— The problem —
Reproduce word for word the part of the passage on pillar bases between "But is it not" and "the plan i.", inclusive.

— Selected extract —
....................
But is it not possible to mend the form still further? There is surely still an appearance of separation between Xb and Yb, as if the one might slip off the other. The foot is expanded enough; but it needs some expression of grasp as well. It has no toes. Suppose we were to put a spur or prop to Xb at each corner, so as to hold it fast in the centre of Yb. We will do this in the simplest possible form. We will have the spur, or small buttress, sloping straight from the corner of Yb up to the top of Xb, and as seen from above, of the shape of a triangle. Applying such spurs in Fig. XII. (#x3_x_3_i119), we have the diagonal profile at g, the perspective h, and the plan i.

§ XIII. I am quite sure the reader likes this last base the best, and feels as if it were the firmest. But he must carefully distinguish between this feeling or imagination of the eye, and the real stability of the structure. That this real stability has been slightly increased by the changes between b and h, in Fig. XII. (#x3_x_3_i119), is true. There is in the base h somewhat less chance of accidental dislocation, and somewhat greater solidity and weight. But this very slight gain of security is of no importance whatever when compared with the general requirements of the structure. The pillar must be perfectly secure, and more than secure, with the base b, or the building will be unsafe, whatever other base you put to the pillar. The changes are made, not for the sake of the almost inappreciable increase of security they involve, but in order to convince the eye of the real security which the base bappears to compromise. This is especially the case with regard to the props or spurs, which are absolutely useless in reality, but are of the highest importance as an expression of safety. And this will farther appear when we observe that they have been above quite arbitrarily supposed to be of a triangular form. Why triangular? Why should not the spur be made wider and stronger, so as to occupy the whole width of the angle of the square, and to become a complete expansion of Xb to the edge of the square? Simply because, whatever its width, it has, in reality, no supporting power whatever; and the expression of support is greatest where it assumes a form approximating to that of the spur or claw of an animal. We shall, however, find hereafter, that it ought indeed to be much wider than it is in Fig. XII. (#x3_x_3_i119), where it is narrowed in order to make its structure clearly intelligible.
....................
— Information provided —
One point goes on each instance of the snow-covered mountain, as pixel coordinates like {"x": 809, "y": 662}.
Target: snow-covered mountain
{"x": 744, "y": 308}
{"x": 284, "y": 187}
....................
— Exercise answer —
But is it not possible to mend the form still further? There is surely still an appearance of separation between Xb and Yb, as if the one might slip off the other. The foot is expanded enough; but it needs some expression of grasp as well. It has no toes. Suppose we were to put a spur or prop to Xb at each corner, so as to hold it fast in the centre of Yb. We will do this in the simplest possible form. We will have the spur, or small buttress, sloping straight from the corner of Yb up to the top of Xb, and as seen from above, of the shape of a triangle. Applying such spurs in Fig. XII. (#x3_x_3_i119), we have the diagonal profile at g, the perspective h, and the plan i.